*** Record excerpts ***
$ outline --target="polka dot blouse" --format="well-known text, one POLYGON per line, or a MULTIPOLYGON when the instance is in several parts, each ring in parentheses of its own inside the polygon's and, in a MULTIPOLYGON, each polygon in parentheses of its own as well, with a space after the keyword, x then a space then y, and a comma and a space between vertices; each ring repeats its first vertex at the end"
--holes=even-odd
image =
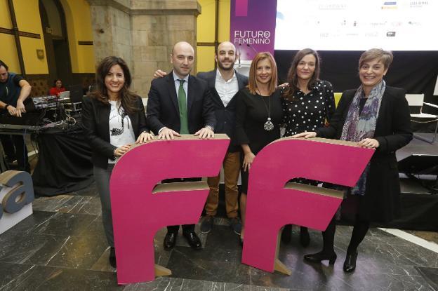
POLYGON ((314 131, 324 126, 326 119, 330 121, 335 112, 333 86, 326 81, 317 81, 307 94, 300 90, 294 97, 293 101, 281 98, 283 122, 286 125, 284 136, 314 131))

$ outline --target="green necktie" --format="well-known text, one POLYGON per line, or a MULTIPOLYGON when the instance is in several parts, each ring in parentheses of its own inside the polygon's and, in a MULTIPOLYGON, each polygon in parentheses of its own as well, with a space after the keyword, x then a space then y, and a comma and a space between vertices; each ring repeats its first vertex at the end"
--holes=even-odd
POLYGON ((182 84, 185 80, 179 79, 180 88, 178 88, 178 106, 180 108, 180 123, 181 128, 180 133, 187 135, 189 133, 189 122, 187 117, 187 97, 185 97, 185 91, 182 84))

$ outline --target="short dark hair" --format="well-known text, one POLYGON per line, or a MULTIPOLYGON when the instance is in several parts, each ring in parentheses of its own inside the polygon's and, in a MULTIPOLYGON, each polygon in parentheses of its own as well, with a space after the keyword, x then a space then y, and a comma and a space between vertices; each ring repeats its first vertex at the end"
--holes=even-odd
POLYGON ((360 69, 366 62, 378 59, 382 62, 383 67, 386 69, 390 67, 393 58, 392 52, 390 50, 383 50, 381 48, 371 48, 361 55, 360 59, 359 59, 359 68, 360 69))
POLYGON ((8 67, 8 65, 5 64, 4 62, 2 61, 1 60, 0 60, 0 67, 4 67, 6 71, 9 69, 9 67, 8 67))
POLYGON ((321 59, 319 58, 318 52, 312 50, 312 48, 304 48, 298 51, 296 55, 295 55, 295 57, 292 60, 292 63, 291 64, 289 72, 288 72, 287 78, 289 87, 283 94, 283 97, 289 101, 295 100, 293 95, 300 90, 298 88, 298 76, 297 75, 296 68, 300 61, 307 55, 312 55, 315 58, 315 69, 313 72, 313 75, 309 81, 309 83, 307 83, 307 89, 311 90, 312 87, 313 87, 317 83, 317 81, 319 80, 321 59))

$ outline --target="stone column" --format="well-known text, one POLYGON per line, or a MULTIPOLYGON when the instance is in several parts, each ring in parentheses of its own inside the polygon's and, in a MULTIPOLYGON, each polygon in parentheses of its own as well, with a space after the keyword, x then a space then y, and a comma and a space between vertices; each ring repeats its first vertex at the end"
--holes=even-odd
POLYGON ((131 89, 143 97, 154 72, 171 70, 175 43, 187 41, 196 53, 197 17, 201 13, 197 0, 87 1, 96 61, 111 55, 125 59, 133 75, 131 89))

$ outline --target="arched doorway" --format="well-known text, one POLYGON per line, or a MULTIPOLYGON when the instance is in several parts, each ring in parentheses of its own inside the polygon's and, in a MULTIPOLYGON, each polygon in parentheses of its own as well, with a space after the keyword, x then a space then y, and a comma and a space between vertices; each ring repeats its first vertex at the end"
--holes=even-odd
POLYGON ((55 79, 64 86, 72 79, 65 14, 59 0, 39 0, 39 15, 43 27, 49 85, 55 79))

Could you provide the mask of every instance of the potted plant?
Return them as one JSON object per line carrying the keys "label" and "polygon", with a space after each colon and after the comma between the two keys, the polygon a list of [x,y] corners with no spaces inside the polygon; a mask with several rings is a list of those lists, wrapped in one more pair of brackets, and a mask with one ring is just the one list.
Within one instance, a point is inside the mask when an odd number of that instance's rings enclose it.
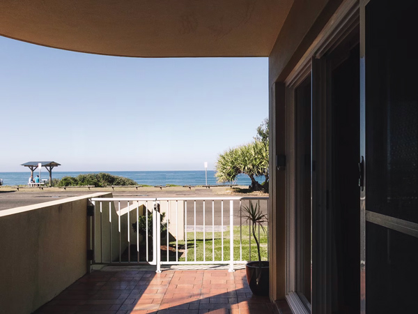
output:
{"label": "potted plant", "polygon": [[[158,204],[158,209],[160,209],[160,204]],[[161,232],[161,238],[164,238],[167,236],[167,223],[163,223],[163,220],[165,217],[166,213],[161,213],[160,215],[160,231]],[[148,239],[152,239],[153,237],[153,213],[150,213],[148,215],[148,220],[146,216],[145,215],[140,216],[138,218],[138,229],[137,230],[137,223],[132,223],[132,229],[134,232],[137,232],[138,231],[139,234],[141,234],[144,239],[146,237],[148,237]],[[148,234],[146,234],[146,227],[148,225]],[[152,240],[151,240],[152,241]]]}
{"label": "potted plant", "polygon": [[256,227],[261,227],[263,231],[265,232],[264,224],[267,223],[267,215],[261,211],[258,204],[250,200],[248,206],[242,207],[242,217],[246,221],[252,224],[252,235],[257,245],[257,253],[258,254],[258,260],[249,262],[245,265],[247,273],[247,281],[252,293],[255,295],[268,295],[269,289],[269,263],[268,261],[261,260],[261,254],[260,253],[260,239],[257,239]]}

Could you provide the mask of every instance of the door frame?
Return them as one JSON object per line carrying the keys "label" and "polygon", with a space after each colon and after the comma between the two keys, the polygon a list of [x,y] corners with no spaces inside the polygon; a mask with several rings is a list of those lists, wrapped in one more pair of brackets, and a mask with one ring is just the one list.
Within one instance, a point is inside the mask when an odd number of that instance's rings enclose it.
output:
{"label": "door frame", "polygon": [[[295,313],[309,311],[295,292],[296,250],[295,225],[295,90],[306,77],[311,75],[312,103],[318,107],[312,111],[312,161],[315,171],[312,179],[312,295],[311,312],[325,314],[331,311],[330,222],[325,209],[327,202],[327,158],[329,157],[329,136],[323,122],[327,121],[326,62],[325,56],[334,50],[359,24],[358,0],[345,0],[330,19],[302,58],[285,80],[286,95],[286,294]],[[315,98],[315,100],[314,100]],[[318,175],[320,172],[320,175]],[[328,278],[328,279],[327,279]]]}

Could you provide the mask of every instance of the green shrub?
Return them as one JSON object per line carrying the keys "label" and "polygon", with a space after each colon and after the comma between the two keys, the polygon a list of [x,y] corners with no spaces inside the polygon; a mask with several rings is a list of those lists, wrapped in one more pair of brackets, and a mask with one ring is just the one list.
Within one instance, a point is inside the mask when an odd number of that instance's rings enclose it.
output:
{"label": "green shrub", "polygon": [[[160,215],[160,223],[161,223],[160,230],[161,231],[161,234],[163,234],[163,232],[166,232],[167,230],[167,223],[162,222],[164,218],[165,217],[165,214],[166,213],[161,213],[161,214]],[[145,215],[140,216],[138,218],[138,229],[139,230],[139,234],[141,234],[143,237],[145,237],[145,234],[146,233],[146,216]],[[153,237],[153,214],[151,213],[149,213],[148,215],[148,237]],[[137,232],[136,222],[132,223],[132,229],[134,230],[134,232]]]}
{"label": "green shrub", "polygon": [[89,173],[77,177],[63,177],[54,186],[94,186],[104,188],[106,186],[136,186],[137,182],[124,177],[114,176],[108,173]]}

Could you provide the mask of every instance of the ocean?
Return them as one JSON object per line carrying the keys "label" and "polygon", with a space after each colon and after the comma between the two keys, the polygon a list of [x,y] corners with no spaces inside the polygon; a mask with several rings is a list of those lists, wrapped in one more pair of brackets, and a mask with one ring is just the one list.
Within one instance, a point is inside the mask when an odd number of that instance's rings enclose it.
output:
{"label": "ocean", "polygon": [[[47,170],[42,171],[40,174],[41,179],[48,179],[49,174]],[[201,186],[206,184],[205,170],[199,171],[72,171],[72,172],[59,172],[52,170],[52,179],[61,179],[63,177],[70,176],[77,177],[82,174],[106,172],[110,174],[125,177],[132,179],[138,184],[146,184],[149,186],[164,186],[166,184],[175,184],[177,186]],[[39,171],[35,170],[34,175],[39,174]],[[208,184],[217,185],[215,172],[208,170]],[[20,184],[26,184],[31,175],[30,171],[22,172],[0,172],[0,179],[3,179],[4,186],[17,186]],[[261,183],[264,181],[264,177],[257,178],[257,180]],[[240,174],[237,181],[234,183],[240,186],[249,186],[251,180],[245,174]]]}

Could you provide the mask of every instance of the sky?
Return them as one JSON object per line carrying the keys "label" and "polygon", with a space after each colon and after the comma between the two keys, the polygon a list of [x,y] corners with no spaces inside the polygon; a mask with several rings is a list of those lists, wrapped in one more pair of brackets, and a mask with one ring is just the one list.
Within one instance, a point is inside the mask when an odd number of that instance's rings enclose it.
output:
{"label": "sky", "polygon": [[215,170],[268,117],[268,58],[126,58],[0,36],[0,172]]}

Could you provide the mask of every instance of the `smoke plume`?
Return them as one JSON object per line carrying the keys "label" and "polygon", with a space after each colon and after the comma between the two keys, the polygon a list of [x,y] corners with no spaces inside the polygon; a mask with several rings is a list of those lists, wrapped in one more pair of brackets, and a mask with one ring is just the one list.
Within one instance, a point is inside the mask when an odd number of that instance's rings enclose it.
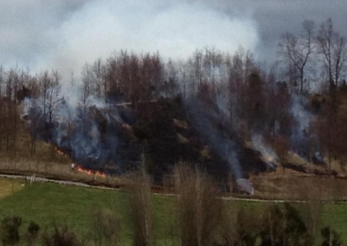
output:
{"label": "smoke plume", "polygon": [[3,4],[0,64],[34,71],[58,69],[65,81],[72,72],[79,76],[85,63],[117,50],[158,51],[166,58],[182,58],[205,47],[233,52],[242,44],[254,50],[258,41],[250,15],[242,18],[209,1],[34,0]]}

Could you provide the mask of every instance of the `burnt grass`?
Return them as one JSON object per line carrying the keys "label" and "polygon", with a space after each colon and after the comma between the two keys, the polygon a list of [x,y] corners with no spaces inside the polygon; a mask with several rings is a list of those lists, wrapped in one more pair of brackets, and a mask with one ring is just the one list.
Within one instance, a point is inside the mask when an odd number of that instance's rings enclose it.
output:
{"label": "burnt grass", "polygon": [[[219,154],[219,149],[201,136],[201,131],[208,128],[204,129],[202,126],[203,129],[198,129],[194,124],[180,97],[139,104],[134,112],[136,122],[132,127],[136,140],[131,142],[123,138],[118,151],[120,155],[127,155],[129,151],[144,153],[147,170],[157,184],[161,183],[163,176],[170,173],[178,162],[198,165],[221,181],[232,174],[227,160]],[[207,117],[212,122],[212,127],[235,142],[243,177],[269,170],[268,165],[260,159],[260,153],[246,147],[235,132],[228,130],[230,127],[226,123],[221,123],[213,115]],[[185,125],[175,124],[175,120]],[[183,136],[185,140],[180,140],[178,136]],[[137,147],[141,149],[134,150]],[[208,154],[203,154],[204,150]]]}

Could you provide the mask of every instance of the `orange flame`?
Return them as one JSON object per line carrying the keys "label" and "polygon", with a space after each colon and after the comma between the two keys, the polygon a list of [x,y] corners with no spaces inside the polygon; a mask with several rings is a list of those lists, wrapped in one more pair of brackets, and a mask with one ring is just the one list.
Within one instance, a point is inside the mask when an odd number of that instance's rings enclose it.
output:
{"label": "orange flame", "polygon": [[64,152],[62,150],[61,150],[60,149],[59,149],[58,147],[54,147],[54,149],[56,150],[56,151],[60,155],[62,155],[62,156],[64,156],[67,158],[69,158],[69,155],[67,154],[65,152]]}
{"label": "orange flame", "polygon": [[95,175],[96,177],[101,177],[102,178],[106,177],[106,174],[105,174],[104,172],[99,171],[92,171],[88,169],[85,169],[79,165],[76,166],[76,170],[77,170],[77,172],[83,172],[88,175]]}

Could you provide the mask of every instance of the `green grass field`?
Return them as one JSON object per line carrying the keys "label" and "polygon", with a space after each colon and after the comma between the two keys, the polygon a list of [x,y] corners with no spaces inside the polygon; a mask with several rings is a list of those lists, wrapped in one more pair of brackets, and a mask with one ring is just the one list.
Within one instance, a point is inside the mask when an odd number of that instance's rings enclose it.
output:
{"label": "green grass field", "polygon": [[[54,223],[67,224],[79,236],[91,239],[92,211],[96,208],[108,208],[114,211],[120,221],[121,245],[130,245],[132,235],[129,218],[126,215],[126,195],[125,192],[56,183],[28,184],[22,190],[0,199],[0,217],[22,216],[22,230],[26,229],[31,220],[44,229],[45,227],[51,228]],[[156,236],[159,245],[166,245],[164,241],[169,240],[172,242],[172,238],[165,236],[170,233],[164,231],[168,227],[164,224],[168,220],[165,220],[164,213],[173,205],[173,199],[154,195],[153,203]]]}
{"label": "green grass field", "polygon": [[[0,179],[0,190],[11,182]],[[18,183],[21,186],[19,181]],[[121,245],[131,245],[128,205],[126,192],[63,186],[56,183],[27,185],[0,199],[0,216],[19,215],[23,219],[22,229],[26,229],[31,220],[42,229],[51,228],[53,223],[67,224],[81,238],[91,239],[91,211],[95,208],[113,211],[121,223]],[[262,209],[262,202],[237,202],[248,209]],[[176,244],[177,227],[175,226],[174,198],[153,195],[155,213],[155,228],[158,245]],[[330,224],[341,233],[347,242],[347,204],[324,205],[323,224]],[[176,243],[175,243],[176,242]]]}

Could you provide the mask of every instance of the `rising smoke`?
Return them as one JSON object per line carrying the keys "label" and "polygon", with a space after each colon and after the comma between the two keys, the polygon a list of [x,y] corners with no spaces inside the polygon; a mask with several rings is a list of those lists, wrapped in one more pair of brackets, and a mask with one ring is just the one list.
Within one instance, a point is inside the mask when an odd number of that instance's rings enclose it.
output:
***
What is needed: Please reproduce the data from its start through the line holding "POLYGON ((182 84, 185", inclusive, shifting each polygon coordinate in the answers by adding 21 to it. Leave the pictures out.

Final result:
$ outline --target="polka dot blouse" --format="well-known text, one POLYGON per line, or a MULTIPOLYGON when the instance is in several parts, each ring in parentheses of its own inside the polygon's and, in a MULTIPOLYGON, each polygon in parentheses of its own as well, with a space after the keyword, x then a space then y, and a comma and a space between vertices; each ring repeats its first vertex at the end"
--holes=even-odd
image =
POLYGON ((335 152, 345 147, 347 140, 351 142, 356 133, 354 107, 347 102, 338 102, 328 115, 321 111, 315 118, 314 122, 302 119, 304 143, 307 146, 305 157, 335 152))

$ outline --target="green necktie" --format="well-known text, one POLYGON per line, or a MULTIPOLYGON when the instance is in several parts, each ring in parentheses of its own inside the polygon's and, in a MULTIPOLYGON, each polygon in parentheses of its own as well, with a space after the keyword, x then a space then y, and a comma and a space between vertices; each ring repeats its first vertex at the end"
--holes=even-odd
POLYGON ((203 105, 206 101, 200 100, 201 109, 199 109, 199 127, 201 129, 201 144, 202 149, 201 154, 208 156, 210 154, 210 143, 208 138, 208 118, 206 118, 206 112, 203 105))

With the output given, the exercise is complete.